EXCERPT PROVIDED:
To Feature Branch or Not to Feature Branch?

Even when working with Agile methodologies and a Continuous Integration pipeline, some developers love feature branching – and they complain a lot when they are forbidden from using it!
The arguments in its favour are usually:
– “It makes easy to code review”
– “I can focus on my task and worry about conflicts later”
– “No feature branching means no code reviews. We will drop our code quality!”

Let’s discuss them 🙂

“It makes easy to code review”

Code reviews are essential in the team to ensure high quality and a consistent style in the code. Although it’s true that branches make easy to create pull requests, they are not the only way to review the code. I personally prefer to have a team meeting where all the commits are discussed all together face-to-face. There are several benefits in this approach:
– Misunderstandings are reduced – no more long cold threads comments arguing!
– Less experienced team members can learn from the most experienced ones.
– The team can discuss (and change if needed!) its guidelines and style when needed.

Unfortunately, there are some disadvantages as well:
– Meetings are time consuming and they need to be properly organised.
– Each developer needs to read the code to review before the meeting to build some basic understanding of it: again, discipline and time needed!

“I can focus on my task and worry about conflicts later”

Feature branching delays conflicts, doesn’t make them disappear! This is against the continuous integration methodology: it is better to discover conflicts as soon as we create them rather than on a Friday afternoon at 16.00 with the release scheduled on Monday at 11.00 (yes, it happened 😐 )

“We will drop our code quality!”

Actually, it’s the opposite! Feature branching discourages refactoring to avoid the generation of conflicts – if you ever had to deal with git conflict you know what I am talking about!

EXERCISE A:
In the feature branching post, what approach to code review does the writer personally prefer?
EXERCISE B:
Retype the stretch of the feature branching post from "Code reviews are" through "style when needed.".
EXERCISE C:
List every benefit that the feature branching post gives for reviewing code in a face-to-face team meeting.

Stored data entries:
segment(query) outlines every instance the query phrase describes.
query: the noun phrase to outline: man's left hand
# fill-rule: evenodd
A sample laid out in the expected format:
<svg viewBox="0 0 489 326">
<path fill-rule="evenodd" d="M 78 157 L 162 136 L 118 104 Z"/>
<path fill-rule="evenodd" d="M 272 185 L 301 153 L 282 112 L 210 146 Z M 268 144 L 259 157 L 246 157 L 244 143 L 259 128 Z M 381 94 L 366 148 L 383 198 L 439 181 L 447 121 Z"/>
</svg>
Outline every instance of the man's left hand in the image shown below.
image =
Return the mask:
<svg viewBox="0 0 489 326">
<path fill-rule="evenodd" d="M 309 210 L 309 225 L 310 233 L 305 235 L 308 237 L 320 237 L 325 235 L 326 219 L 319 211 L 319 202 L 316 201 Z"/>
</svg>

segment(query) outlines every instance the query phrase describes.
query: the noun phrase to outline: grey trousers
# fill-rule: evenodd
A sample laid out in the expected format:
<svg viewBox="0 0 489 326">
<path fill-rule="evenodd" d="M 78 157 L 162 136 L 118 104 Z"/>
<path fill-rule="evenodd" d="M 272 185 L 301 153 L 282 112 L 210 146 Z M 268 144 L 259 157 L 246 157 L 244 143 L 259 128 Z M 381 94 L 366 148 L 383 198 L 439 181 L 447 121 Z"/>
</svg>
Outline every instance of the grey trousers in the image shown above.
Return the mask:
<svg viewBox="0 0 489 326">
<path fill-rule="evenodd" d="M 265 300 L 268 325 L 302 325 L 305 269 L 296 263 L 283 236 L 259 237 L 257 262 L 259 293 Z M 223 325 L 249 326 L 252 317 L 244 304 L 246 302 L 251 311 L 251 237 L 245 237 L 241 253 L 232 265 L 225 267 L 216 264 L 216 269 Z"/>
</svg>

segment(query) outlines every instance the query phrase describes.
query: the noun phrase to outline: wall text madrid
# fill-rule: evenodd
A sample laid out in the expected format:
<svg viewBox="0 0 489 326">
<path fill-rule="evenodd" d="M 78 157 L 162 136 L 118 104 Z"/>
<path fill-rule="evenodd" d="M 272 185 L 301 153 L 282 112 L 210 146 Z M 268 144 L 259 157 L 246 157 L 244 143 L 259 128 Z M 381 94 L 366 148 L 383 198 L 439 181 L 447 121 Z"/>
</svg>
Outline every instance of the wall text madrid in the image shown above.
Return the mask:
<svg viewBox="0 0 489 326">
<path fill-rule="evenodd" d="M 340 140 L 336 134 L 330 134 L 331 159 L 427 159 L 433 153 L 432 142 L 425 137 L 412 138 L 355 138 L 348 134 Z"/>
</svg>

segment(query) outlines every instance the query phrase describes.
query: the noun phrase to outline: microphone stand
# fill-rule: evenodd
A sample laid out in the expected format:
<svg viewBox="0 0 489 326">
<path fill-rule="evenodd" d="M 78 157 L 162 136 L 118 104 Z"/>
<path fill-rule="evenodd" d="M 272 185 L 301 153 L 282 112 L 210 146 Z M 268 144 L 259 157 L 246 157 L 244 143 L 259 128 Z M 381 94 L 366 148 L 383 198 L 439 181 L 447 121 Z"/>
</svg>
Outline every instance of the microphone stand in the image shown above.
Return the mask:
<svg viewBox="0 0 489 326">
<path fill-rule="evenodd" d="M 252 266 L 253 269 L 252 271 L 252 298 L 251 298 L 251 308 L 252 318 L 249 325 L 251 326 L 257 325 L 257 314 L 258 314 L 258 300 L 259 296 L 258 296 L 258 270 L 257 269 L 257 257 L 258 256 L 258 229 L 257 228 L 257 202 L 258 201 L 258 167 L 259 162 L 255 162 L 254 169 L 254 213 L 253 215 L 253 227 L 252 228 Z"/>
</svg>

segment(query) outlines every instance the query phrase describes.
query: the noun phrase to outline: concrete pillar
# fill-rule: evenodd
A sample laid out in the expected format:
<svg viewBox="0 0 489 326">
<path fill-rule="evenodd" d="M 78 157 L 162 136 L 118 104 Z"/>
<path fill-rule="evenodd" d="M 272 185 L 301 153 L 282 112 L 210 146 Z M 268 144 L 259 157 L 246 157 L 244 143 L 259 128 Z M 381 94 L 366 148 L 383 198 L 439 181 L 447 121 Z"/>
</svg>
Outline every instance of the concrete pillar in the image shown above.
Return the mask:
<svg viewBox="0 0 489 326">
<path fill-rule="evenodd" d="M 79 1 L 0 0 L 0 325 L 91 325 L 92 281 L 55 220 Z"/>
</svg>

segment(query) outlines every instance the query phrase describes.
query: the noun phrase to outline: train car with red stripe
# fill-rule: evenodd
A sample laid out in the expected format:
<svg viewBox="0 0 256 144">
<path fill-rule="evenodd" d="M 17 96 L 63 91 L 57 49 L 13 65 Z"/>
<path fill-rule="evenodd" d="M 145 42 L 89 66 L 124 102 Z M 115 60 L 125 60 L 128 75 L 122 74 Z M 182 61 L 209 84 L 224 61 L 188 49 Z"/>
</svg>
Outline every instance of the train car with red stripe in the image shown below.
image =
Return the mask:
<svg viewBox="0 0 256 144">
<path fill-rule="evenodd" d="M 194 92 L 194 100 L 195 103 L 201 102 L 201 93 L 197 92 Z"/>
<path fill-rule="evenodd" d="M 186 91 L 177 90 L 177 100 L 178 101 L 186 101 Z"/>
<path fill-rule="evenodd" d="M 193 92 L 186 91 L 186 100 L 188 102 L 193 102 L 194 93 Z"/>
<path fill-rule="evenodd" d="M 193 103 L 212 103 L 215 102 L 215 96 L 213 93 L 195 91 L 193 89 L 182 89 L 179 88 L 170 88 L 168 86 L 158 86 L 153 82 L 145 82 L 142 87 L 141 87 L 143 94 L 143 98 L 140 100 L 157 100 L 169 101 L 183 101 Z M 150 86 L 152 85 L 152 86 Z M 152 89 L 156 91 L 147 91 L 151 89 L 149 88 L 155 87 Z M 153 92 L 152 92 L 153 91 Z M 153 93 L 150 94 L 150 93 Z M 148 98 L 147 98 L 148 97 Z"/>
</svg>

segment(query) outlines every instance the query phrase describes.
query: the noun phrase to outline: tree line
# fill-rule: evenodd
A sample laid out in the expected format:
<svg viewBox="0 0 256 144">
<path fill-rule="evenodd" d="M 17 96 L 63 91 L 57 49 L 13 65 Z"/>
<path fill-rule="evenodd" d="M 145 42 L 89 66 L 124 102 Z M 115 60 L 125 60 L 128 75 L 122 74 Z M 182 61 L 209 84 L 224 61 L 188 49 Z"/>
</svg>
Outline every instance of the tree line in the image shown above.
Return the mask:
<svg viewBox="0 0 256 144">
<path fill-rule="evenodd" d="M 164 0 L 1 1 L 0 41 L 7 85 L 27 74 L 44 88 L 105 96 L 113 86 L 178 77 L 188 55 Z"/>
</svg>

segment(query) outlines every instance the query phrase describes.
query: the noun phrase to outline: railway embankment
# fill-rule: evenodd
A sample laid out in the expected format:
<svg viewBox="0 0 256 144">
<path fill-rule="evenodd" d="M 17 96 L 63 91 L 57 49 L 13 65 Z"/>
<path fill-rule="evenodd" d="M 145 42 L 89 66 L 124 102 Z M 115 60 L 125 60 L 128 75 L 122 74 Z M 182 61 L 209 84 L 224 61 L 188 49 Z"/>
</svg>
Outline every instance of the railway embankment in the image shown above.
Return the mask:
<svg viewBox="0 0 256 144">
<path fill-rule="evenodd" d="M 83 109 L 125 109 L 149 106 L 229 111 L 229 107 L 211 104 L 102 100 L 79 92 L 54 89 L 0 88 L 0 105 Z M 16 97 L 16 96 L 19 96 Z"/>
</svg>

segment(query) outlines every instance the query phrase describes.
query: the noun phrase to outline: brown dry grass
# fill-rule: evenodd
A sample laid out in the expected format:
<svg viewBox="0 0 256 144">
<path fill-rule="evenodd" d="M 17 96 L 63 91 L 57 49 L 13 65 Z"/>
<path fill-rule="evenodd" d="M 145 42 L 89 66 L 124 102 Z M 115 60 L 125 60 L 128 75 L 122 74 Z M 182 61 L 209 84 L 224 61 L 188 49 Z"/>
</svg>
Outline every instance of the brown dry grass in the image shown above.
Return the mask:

WORKED ANSWER A:
A team meeting where all the commits are discussed together face-to-face.

WORKED ANSWER B:
Code reviews are essential in the team to ensure high quality and a consistent style in the code. Although it’s true that branches make easy to create pull requests, they are not the only way to review the code. I personally prefer to have a team meeting where all the commits are discussed all together face-to-face. There are several benefits in this approach:
– Misunderstandings are reduced – no more long cold threads comments arguing!
– Less experienced team members can learn from the most experienced ones.
– The team can discuss (and change if needed!) its guidelines and style when needed.

WORKED ANSWER C:
- Misunderstandings are reduced, with no more long cold comment threads arguing.
- Less experienced team members can learn from the most experienced ones.
- The team can discuss, and change if needed, its guidelines and style.